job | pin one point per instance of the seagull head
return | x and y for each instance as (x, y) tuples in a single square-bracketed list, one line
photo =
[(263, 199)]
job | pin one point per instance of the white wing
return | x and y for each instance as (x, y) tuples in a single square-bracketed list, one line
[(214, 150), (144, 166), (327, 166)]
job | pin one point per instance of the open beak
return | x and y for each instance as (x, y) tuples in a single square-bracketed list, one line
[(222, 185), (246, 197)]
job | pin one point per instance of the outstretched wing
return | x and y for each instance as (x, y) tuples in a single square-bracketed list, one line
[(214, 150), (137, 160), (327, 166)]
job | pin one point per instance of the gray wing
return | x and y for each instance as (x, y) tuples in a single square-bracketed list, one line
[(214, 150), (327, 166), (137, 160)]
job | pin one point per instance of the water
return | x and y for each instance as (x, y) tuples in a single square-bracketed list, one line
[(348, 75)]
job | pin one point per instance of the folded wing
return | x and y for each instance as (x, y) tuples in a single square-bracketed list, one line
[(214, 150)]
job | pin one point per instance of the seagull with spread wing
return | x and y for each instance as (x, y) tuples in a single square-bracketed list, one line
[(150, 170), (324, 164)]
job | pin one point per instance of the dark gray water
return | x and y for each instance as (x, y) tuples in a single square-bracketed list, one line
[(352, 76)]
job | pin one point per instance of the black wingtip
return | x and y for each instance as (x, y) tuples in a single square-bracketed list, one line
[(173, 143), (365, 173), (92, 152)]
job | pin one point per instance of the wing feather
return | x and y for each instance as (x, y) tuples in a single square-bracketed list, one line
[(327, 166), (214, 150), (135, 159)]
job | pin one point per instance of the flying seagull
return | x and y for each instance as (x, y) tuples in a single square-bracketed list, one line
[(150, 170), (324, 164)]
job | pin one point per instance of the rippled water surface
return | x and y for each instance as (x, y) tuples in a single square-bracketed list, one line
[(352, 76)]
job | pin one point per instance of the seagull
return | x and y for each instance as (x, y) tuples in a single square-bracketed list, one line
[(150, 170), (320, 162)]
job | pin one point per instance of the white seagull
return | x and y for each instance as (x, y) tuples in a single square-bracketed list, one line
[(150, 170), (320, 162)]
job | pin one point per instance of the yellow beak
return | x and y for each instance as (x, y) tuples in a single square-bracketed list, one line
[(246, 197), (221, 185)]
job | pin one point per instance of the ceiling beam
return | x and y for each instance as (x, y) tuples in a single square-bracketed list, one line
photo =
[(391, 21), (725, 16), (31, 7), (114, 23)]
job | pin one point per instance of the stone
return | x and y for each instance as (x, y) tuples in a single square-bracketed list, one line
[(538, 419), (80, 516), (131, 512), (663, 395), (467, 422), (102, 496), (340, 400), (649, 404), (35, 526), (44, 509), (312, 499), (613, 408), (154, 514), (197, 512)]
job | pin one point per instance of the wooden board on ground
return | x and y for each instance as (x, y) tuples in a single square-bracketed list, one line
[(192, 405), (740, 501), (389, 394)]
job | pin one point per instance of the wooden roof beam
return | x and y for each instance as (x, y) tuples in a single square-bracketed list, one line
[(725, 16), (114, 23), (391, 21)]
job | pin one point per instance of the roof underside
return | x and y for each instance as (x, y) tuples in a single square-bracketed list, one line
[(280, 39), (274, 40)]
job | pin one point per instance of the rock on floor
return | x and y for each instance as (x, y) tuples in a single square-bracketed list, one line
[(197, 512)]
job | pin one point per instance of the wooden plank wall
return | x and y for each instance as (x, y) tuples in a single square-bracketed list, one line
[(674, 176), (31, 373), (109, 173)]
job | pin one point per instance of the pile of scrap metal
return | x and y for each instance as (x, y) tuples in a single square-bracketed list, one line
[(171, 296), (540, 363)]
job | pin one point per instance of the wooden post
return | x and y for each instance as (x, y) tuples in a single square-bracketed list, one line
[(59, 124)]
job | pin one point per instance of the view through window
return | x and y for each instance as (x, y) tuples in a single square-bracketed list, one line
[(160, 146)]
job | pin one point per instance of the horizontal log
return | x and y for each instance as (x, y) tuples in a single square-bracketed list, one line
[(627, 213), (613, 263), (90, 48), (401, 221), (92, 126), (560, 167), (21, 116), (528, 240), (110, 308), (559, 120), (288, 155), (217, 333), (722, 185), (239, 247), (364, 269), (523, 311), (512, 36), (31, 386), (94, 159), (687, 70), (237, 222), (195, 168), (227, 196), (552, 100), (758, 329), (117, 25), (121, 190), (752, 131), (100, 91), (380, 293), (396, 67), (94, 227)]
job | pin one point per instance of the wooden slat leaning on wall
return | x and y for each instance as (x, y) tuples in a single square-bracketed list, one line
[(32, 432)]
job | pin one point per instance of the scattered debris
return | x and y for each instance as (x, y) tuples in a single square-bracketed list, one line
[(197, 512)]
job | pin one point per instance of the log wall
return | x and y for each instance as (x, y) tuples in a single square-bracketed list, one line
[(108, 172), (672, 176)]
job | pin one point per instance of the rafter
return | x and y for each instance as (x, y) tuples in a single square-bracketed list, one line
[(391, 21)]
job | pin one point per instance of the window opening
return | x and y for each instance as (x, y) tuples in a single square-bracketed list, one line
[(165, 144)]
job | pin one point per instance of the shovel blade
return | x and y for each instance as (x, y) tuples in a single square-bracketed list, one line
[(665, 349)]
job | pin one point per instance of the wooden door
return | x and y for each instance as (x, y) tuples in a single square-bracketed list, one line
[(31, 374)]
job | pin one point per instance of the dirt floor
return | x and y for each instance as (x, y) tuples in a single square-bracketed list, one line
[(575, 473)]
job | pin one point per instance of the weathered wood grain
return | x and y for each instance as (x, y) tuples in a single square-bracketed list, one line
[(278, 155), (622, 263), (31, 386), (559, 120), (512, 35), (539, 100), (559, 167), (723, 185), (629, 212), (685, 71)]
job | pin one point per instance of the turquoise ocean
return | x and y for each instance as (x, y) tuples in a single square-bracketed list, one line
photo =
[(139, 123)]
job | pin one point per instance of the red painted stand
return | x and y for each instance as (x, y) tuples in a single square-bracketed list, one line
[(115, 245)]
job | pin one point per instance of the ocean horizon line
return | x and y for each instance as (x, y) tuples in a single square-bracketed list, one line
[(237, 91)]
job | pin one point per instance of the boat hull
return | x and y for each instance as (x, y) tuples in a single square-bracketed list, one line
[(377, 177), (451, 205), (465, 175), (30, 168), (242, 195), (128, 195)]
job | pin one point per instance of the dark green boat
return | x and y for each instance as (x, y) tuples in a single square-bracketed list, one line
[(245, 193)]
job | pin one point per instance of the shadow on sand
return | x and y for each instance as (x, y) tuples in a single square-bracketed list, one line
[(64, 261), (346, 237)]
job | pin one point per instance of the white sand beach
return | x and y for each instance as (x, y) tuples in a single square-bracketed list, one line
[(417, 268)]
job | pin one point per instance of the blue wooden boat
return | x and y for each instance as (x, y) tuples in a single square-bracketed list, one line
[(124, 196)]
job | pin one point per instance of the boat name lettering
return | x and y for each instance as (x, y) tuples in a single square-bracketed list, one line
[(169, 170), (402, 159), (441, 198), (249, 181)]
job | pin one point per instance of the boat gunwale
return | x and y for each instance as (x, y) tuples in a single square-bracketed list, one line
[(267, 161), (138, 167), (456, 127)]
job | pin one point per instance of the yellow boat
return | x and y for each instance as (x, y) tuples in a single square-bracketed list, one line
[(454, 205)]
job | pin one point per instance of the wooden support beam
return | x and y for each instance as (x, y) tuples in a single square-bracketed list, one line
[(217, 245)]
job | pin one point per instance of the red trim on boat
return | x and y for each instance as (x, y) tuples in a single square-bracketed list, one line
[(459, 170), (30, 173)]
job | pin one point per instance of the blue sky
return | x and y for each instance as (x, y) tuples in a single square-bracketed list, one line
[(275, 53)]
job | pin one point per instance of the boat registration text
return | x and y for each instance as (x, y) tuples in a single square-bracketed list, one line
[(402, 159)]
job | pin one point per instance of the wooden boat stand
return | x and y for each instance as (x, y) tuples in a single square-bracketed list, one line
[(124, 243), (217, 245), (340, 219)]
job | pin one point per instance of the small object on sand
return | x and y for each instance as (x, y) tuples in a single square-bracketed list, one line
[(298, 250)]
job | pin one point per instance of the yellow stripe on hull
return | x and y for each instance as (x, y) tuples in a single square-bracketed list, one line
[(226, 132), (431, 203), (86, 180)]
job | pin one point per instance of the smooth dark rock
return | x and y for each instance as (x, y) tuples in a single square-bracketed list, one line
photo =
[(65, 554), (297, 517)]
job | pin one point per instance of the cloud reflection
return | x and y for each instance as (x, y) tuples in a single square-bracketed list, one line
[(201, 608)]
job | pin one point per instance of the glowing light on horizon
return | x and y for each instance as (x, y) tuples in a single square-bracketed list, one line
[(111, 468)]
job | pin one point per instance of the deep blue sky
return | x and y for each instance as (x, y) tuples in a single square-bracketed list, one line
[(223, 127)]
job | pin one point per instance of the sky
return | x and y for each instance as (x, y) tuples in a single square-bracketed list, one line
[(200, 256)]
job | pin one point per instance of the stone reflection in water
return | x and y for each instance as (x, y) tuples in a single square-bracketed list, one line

....

■ STATED EXERCISE: Please copy the material again, requests included, starting at the line that contains "job | pin one point per instance of the glowing" and stopping after the last line of the material. Shift every coordinate in the answers by adding -143 to it.

■ SOLUTION TO THIS TASK:
job | pin one point per instance of the glowing light on horizon
return | x and y for each instance as (x, y) tuples in a single square-bracketed list, one line
[(-32, 325)]
job | pin one point per instance of the deep blue sky
return | x and y for each instance as (x, y) tuples in a single square-bracketed list, one line
[(80, -16)]
job | pin one point per instance of the sky
return | x and y for each instance as (x, y) tuples in a single square-bracketed list, one line
[(57, 113)]
job | pin one point per instance of the stone reflection in water
return | x and y for each instance as (x, y) tuples in a single square-bracketed list, one line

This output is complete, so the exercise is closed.